- Problem requirements
Output the stretch of the data below, from the line containing "If you could pin the column" through the end, as a Markdown table with the columns Row and Line. Number each line and leave out blank lines.

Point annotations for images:
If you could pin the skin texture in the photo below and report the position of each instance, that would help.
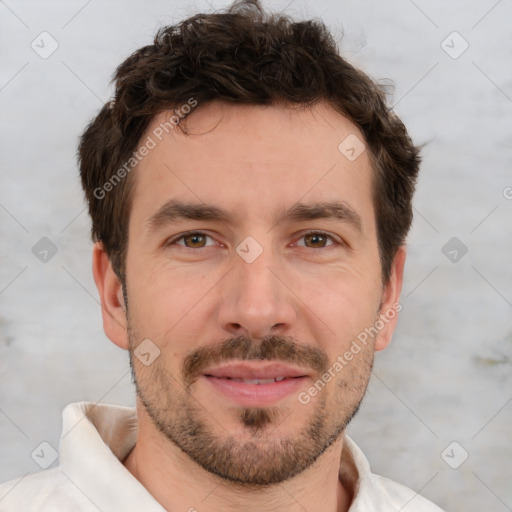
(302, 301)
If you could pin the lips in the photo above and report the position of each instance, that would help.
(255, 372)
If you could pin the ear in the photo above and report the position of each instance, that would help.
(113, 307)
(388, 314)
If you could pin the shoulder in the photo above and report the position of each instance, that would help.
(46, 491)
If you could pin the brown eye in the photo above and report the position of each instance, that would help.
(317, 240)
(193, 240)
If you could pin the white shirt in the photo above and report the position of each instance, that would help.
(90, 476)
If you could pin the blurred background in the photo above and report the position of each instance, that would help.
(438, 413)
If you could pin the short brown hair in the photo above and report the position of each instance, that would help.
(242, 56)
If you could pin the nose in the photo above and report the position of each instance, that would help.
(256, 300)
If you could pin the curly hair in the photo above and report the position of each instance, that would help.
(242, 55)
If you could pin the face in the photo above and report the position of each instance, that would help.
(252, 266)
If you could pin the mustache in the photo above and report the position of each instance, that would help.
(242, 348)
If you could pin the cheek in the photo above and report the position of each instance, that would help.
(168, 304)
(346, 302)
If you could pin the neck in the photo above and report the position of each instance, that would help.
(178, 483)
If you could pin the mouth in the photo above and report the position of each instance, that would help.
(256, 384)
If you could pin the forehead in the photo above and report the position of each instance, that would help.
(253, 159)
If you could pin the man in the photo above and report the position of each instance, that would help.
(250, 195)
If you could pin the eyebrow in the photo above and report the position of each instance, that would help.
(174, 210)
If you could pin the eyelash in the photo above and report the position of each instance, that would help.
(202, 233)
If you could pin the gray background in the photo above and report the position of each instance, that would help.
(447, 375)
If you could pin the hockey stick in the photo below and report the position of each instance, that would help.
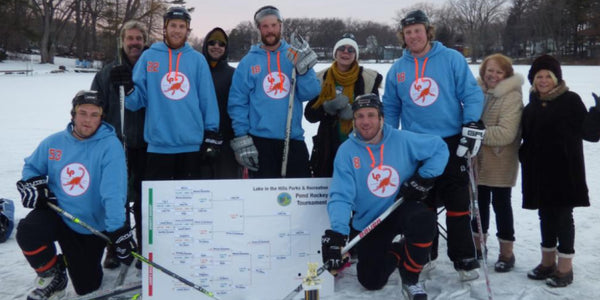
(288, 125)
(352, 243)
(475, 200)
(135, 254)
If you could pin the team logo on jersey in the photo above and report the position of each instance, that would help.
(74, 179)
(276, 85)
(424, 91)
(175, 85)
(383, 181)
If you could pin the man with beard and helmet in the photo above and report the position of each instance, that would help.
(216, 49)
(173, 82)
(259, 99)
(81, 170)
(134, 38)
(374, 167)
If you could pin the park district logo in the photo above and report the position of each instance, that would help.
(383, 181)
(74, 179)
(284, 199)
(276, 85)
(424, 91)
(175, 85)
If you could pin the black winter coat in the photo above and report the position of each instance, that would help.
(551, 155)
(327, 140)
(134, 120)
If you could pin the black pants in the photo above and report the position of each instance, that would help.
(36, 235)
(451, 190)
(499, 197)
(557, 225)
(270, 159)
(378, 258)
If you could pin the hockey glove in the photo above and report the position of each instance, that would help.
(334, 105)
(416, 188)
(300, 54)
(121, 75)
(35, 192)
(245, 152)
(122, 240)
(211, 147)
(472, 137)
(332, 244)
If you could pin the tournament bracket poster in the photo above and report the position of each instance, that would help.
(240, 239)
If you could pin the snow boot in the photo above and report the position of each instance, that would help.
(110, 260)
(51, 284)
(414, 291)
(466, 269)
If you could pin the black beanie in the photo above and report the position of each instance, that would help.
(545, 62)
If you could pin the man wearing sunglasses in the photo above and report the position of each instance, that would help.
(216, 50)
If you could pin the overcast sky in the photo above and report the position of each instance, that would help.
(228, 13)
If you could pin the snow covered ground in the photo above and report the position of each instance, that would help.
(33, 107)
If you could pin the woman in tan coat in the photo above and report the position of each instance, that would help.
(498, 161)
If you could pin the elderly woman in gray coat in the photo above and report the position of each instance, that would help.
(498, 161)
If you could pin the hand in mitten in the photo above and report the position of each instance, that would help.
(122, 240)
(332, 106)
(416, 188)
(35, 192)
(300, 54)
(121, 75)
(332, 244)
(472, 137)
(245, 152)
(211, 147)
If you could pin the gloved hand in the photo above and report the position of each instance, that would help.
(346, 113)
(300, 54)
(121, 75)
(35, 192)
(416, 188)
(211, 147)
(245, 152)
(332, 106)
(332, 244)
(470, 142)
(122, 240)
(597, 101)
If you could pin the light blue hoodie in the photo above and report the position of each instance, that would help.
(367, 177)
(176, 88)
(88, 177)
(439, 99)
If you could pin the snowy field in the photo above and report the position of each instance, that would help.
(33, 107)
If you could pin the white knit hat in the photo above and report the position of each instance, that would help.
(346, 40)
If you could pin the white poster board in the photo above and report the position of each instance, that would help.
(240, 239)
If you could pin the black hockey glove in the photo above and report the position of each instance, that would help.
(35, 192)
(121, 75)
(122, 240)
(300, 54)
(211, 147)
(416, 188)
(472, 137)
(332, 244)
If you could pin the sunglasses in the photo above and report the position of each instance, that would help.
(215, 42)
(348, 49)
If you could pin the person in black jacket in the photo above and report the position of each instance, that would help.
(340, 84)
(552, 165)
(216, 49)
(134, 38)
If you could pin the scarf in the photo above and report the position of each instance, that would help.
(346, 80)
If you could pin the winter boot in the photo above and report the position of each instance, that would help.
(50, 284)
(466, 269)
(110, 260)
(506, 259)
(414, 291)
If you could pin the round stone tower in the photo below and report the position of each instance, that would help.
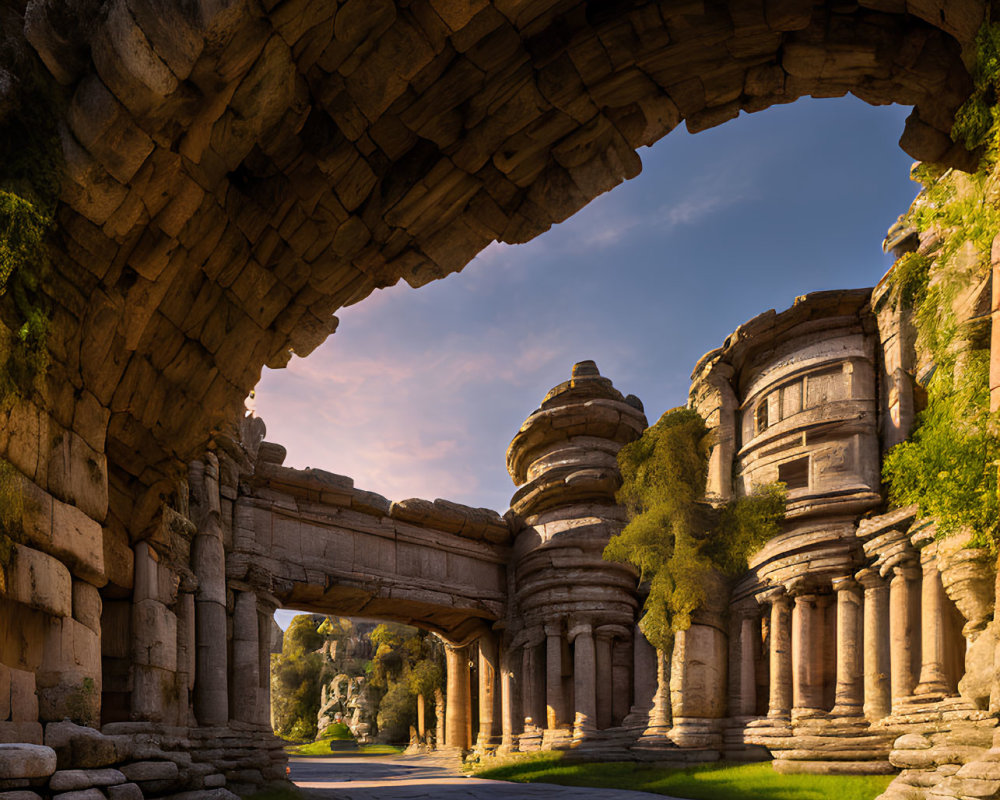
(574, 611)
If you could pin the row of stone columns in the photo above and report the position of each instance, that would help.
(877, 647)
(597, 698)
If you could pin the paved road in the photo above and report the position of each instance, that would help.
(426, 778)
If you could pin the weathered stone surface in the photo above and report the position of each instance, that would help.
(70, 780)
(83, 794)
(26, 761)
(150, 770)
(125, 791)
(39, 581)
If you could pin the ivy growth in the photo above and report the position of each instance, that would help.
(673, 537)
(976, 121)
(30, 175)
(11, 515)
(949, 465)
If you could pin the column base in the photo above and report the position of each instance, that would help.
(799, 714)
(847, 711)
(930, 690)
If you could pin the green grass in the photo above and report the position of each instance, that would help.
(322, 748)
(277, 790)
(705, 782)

- Solution to this task
| Row | Line |
|---|---|
| 1 | If you could pin the column base in the photo above and report the position of each instance, that would help. |
| 2 | (799, 714) |
| 3 | (847, 711) |
| 4 | (930, 690) |
| 5 | If you could pin the green grass in the photo above and report the position of each instance, that would help. |
| 6 | (322, 748) |
| 7 | (277, 790) |
| 8 | (705, 782) |